━━ Material supplied
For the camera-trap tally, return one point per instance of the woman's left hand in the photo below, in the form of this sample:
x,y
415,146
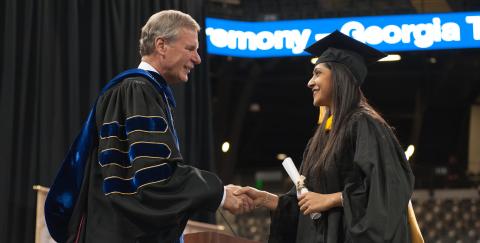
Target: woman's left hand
x,y
312,202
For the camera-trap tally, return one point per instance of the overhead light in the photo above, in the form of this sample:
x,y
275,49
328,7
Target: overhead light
x,y
254,107
225,147
391,58
281,156
409,151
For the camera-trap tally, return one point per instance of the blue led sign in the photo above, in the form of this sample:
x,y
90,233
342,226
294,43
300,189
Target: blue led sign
x,y
387,33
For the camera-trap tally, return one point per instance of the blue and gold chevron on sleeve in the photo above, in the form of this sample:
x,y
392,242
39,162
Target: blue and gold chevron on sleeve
x,y
125,159
149,124
141,178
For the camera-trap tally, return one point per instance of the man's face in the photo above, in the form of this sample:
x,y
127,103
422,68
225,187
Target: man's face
x,y
181,56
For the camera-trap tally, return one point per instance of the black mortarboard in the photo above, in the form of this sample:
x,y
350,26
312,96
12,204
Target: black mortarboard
x,y
341,48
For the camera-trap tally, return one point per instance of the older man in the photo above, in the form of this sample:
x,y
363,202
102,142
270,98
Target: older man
x,y
123,179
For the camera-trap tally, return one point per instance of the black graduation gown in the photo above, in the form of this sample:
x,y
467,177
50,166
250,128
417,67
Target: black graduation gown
x,y
136,188
376,183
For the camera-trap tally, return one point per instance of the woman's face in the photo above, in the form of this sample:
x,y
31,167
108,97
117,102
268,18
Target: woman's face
x,y
321,85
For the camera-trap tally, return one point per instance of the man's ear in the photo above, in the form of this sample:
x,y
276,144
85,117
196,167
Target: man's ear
x,y
160,45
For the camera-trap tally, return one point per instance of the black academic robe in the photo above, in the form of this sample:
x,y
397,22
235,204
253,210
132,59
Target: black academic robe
x,y
376,183
136,187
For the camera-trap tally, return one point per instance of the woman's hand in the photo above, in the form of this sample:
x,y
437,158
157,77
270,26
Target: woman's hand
x,y
312,202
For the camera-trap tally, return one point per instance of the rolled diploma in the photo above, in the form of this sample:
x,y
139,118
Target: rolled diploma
x,y
295,176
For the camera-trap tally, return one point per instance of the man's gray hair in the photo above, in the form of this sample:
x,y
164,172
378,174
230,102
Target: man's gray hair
x,y
165,24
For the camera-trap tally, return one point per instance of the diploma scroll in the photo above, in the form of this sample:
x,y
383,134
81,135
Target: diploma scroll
x,y
297,180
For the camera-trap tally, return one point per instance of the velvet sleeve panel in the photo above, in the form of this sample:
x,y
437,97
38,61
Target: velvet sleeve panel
x,y
375,200
283,228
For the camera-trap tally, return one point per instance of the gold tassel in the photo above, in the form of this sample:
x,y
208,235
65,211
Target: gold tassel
x,y
415,232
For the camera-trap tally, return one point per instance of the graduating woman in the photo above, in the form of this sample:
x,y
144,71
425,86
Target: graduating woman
x,y
356,171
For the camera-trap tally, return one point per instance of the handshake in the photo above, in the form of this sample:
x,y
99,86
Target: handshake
x,y
239,200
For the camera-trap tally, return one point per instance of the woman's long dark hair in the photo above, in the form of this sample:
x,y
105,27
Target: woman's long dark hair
x,y
347,99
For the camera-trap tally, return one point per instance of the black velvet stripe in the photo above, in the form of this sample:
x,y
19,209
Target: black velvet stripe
x,y
113,130
153,124
136,123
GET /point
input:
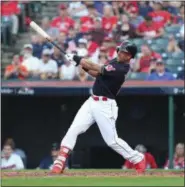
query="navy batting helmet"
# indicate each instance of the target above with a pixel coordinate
(128, 47)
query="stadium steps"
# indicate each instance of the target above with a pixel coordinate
(7, 52)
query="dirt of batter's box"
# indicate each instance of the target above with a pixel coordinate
(90, 174)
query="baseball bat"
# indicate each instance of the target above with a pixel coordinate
(40, 31)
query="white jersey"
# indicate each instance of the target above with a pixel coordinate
(14, 162)
(49, 67)
(32, 63)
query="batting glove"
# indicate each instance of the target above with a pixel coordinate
(69, 57)
(74, 59)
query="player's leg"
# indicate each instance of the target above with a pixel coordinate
(82, 121)
(105, 113)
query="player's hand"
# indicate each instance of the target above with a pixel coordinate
(69, 57)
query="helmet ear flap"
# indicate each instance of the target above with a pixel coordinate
(117, 49)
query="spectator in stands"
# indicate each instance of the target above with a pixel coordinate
(15, 70)
(109, 21)
(82, 48)
(180, 75)
(77, 9)
(16, 151)
(72, 40)
(62, 40)
(51, 31)
(180, 16)
(150, 160)
(48, 68)
(9, 160)
(123, 30)
(178, 159)
(98, 33)
(182, 31)
(172, 45)
(56, 56)
(38, 44)
(149, 29)
(81, 75)
(67, 71)
(10, 11)
(110, 45)
(87, 22)
(135, 19)
(143, 63)
(30, 62)
(102, 59)
(160, 73)
(63, 22)
(159, 16)
(169, 8)
(47, 162)
(144, 8)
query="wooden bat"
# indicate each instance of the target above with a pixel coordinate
(40, 31)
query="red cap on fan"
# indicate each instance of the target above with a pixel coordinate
(28, 21)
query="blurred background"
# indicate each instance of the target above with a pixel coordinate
(42, 92)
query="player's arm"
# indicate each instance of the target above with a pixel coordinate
(90, 67)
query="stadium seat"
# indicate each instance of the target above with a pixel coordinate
(162, 42)
(172, 29)
(174, 62)
(174, 68)
(137, 76)
(139, 42)
(157, 48)
(179, 55)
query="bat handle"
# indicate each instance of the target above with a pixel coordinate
(53, 43)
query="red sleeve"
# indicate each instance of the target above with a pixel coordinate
(140, 27)
(128, 165)
(166, 163)
(157, 55)
(152, 161)
(54, 22)
(71, 21)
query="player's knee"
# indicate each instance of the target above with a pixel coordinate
(111, 143)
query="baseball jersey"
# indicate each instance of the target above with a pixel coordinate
(14, 162)
(110, 81)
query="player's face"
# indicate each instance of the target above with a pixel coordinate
(123, 56)
(180, 150)
(7, 150)
(54, 154)
(160, 67)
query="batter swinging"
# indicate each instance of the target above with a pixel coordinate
(101, 107)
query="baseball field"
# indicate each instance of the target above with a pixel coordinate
(92, 178)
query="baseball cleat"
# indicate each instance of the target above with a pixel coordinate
(141, 166)
(57, 169)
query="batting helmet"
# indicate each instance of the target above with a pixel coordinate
(128, 47)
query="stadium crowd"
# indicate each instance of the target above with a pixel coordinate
(95, 29)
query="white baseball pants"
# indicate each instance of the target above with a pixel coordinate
(104, 113)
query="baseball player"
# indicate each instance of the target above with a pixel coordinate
(101, 107)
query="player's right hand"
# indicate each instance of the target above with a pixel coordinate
(69, 57)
━━━━
→ **What you need to do**: For the records above, tally the lines holding the word "baseball". Answer with the number only.

→ **Solution to this task**: 6